» Objective
Please retype the listing below line for line, changing nothing.

Listing from a collection:
=====
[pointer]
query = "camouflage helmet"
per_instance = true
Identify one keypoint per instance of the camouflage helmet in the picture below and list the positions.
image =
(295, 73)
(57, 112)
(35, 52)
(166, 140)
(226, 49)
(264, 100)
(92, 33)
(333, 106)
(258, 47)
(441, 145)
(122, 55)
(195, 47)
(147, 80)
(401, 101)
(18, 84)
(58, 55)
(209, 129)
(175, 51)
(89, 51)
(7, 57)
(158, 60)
=====
» Exercise result
[pointer]
query = "camouflage helmet"
per_instance = true
Identify one keypoint per instance of the camouflage helmet in the picture below and list the positions.
image =
(295, 73)
(57, 112)
(35, 52)
(166, 140)
(226, 49)
(264, 100)
(92, 33)
(333, 106)
(258, 47)
(441, 145)
(122, 55)
(195, 47)
(147, 80)
(401, 101)
(18, 84)
(58, 55)
(209, 129)
(175, 51)
(89, 51)
(7, 57)
(158, 60)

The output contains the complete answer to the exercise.